Exercise brief
Rewrite every record below, swapping "white building" for "building" and leaving everything else unchanged.

[Data extracted from a collection]
::::::::::

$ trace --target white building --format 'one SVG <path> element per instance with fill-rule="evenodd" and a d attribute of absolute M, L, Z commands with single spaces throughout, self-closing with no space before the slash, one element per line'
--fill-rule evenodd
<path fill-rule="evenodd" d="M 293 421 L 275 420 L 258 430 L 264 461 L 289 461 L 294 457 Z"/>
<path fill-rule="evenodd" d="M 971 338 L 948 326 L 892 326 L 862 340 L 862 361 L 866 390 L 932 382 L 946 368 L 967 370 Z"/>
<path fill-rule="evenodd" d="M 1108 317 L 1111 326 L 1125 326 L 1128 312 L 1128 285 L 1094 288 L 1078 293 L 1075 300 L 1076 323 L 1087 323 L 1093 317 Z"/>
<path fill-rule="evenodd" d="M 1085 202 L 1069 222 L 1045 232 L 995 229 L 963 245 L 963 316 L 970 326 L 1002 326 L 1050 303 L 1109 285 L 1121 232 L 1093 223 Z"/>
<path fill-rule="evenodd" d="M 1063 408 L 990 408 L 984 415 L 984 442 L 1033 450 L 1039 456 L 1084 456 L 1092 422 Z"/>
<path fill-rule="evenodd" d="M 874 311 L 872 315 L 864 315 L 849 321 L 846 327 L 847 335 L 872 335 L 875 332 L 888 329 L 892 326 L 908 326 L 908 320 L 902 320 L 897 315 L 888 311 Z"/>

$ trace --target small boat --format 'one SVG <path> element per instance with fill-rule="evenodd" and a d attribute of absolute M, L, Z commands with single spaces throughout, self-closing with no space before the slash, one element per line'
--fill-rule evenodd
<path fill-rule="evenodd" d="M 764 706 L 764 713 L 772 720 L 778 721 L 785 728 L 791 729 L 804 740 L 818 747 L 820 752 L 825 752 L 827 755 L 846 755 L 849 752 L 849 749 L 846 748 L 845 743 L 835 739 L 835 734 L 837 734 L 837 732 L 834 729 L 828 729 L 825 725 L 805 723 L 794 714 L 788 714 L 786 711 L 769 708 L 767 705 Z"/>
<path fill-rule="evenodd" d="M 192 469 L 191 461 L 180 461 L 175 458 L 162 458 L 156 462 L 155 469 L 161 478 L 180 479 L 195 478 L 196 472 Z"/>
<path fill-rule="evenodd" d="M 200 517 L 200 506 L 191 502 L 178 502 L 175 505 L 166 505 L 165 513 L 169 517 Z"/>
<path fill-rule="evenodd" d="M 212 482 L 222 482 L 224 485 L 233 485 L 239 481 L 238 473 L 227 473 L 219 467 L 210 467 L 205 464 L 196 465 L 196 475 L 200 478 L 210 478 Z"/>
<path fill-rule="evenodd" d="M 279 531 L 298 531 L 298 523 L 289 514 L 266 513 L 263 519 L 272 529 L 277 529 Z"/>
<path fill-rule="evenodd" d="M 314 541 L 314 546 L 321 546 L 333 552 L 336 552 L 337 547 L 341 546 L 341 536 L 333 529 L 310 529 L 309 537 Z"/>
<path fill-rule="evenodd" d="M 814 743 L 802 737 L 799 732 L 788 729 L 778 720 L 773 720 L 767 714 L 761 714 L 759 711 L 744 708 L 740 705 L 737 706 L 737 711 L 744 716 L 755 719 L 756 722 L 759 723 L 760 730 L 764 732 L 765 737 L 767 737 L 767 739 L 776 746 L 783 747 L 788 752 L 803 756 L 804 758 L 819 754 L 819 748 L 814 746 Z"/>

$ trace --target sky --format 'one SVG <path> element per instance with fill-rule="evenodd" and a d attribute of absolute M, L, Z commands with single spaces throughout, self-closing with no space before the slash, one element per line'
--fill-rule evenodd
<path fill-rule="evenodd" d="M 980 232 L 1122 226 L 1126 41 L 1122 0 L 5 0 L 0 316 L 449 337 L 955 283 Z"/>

::::::::::

Right answer
$ trace --target building --format 'one SVG <path> element per instance with fill-rule="evenodd" and a d attribute of absolute M, L, Z commands with single spaces throughout, self-closing with no space before the slash, one element per line'
--fill-rule evenodd
<path fill-rule="evenodd" d="M 293 421 L 275 420 L 258 430 L 264 461 L 289 461 L 294 457 Z"/>
<path fill-rule="evenodd" d="M 971 338 L 948 326 L 892 326 L 862 340 L 862 361 L 866 390 L 932 382 L 946 368 L 967 370 Z"/>
<path fill-rule="evenodd" d="M 1108 317 L 1111 326 L 1125 326 L 1128 312 L 1128 285 L 1094 288 L 1078 293 L 1075 300 L 1076 323 L 1087 323 L 1093 317 Z"/>
<path fill-rule="evenodd" d="M 1085 202 L 1069 222 L 1045 232 L 995 229 L 963 245 L 963 316 L 970 326 L 1002 326 L 1050 303 L 1109 285 L 1121 232 L 1093 223 Z"/>
<path fill-rule="evenodd" d="M 1063 408 L 990 408 L 984 415 L 984 442 L 1033 450 L 1039 456 L 1084 456 L 1092 422 Z"/>
<path fill-rule="evenodd" d="M 874 311 L 872 315 L 864 315 L 849 321 L 846 327 L 847 335 L 872 335 L 875 332 L 888 329 L 892 326 L 908 326 L 908 320 L 902 320 L 897 315 L 888 311 Z"/>

$ trace --target small boat --format 'one SVG <path> element per instance with fill-rule="evenodd" and a d attribute of absolute M, L, Z commands with single spaces throughout, self-closing with no space before the slash, one element per line'
--fill-rule evenodd
<path fill-rule="evenodd" d="M 764 706 L 764 713 L 772 720 L 778 721 L 785 728 L 791 729 L 804 740 L 818 747 L 820 752 L 825 752 L 827 755 L 846 755 L 849 752 L 849 749 L 846 748 L 845 743 L 835 739 L 835 734 L 837 734 L 837 732 L 834 729 L 828 729 L 825 725 L 805 723 L 794 714 L 788 714 L 786 711 L 769 708 L 767 705 Z"/>
<path fill-rule="evenodd" d="M 192 469 L 191 461 L 180 461 L 175 458 L 162 458 L 156 462 L 155 469 L 161 478 L 180 479 L 195 478 L 196 472 Z"/>
<path fill-rule="evenodd" d="M 200 517 L 200 506 L 191 502 L 178 502 L 175 505 L 166 505 L 165 513 L 169 517 Z"/>
<path fill-rule="evenodd" d="M 212 482 L 222 482 L 224 485 L 233 485 L 239 481 L 238 473 L 227 473 L 219 467 L 210 467 L 205 464 L 196 465 L 196 475 L 200 478 L 210 478 Z"/>
<path fill-rule="evenodd" d="M 279 531 L 298 531 L 298 523 L 289 514 L 266 513 L 263 519 L 272 529 L 277 529 Z"/>
<path fill-rule="evenodd" d="M 314 541 L 314 546 L 321 546 L 333 552 L 336 552 L 337 547 L 341 546 L 341 536 L 333 529 L 310 529 L 309 537 Z"/>
<path fill-rule="evenodd" d="M 814 743 L 802 737 L 799 732 L 788 729 L 778 720 L 773 720 L 767 714 L 761 714 L 759 711 L 744 708 L 740 705 L 737 706 L 737 711 L 744 716 L 755 719 L 756 722 L 759 723 L 760 730 L 764 732 L 765 737 L 767 737 L 767 739 L 776 746 L 783 747 L 788 752 L 803 756 L 804 758 L 819 754 L 819 748 L 814 746 Z"/>

$ trace --target sky --format 'one SVG <path> element per instance with fill-rule="evenodd" and a d attribute of absolute M, L, Z commands with single spaces throughout, self-closing with no space before the slash, one element per line'
--fill-rule evenodd
<path fill-rule="evenodd" d="M 980 232 L 1122 226 L 1126 41 L 1122 0 L 5 0 L 0 316 L 449 337 L 955 283 Z"/>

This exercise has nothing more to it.